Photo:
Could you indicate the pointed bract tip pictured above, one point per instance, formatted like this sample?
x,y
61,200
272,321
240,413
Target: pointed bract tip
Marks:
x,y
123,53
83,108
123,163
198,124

-*-*-

Task statement ▸ Rewrite the entries, renaming "pointed bract tip" to "sharp bract apex" wherever it appears and leaving everything else unchanged.

The solution ▸
Photo:
Could you indicate the sharp bract apex pictured above, one point per instance, formatted like this sample?
x,y
61,200
272,321
240,413
Target: sharp bract apex
Marks:
x,y
123,53
83,108
123,163
198,124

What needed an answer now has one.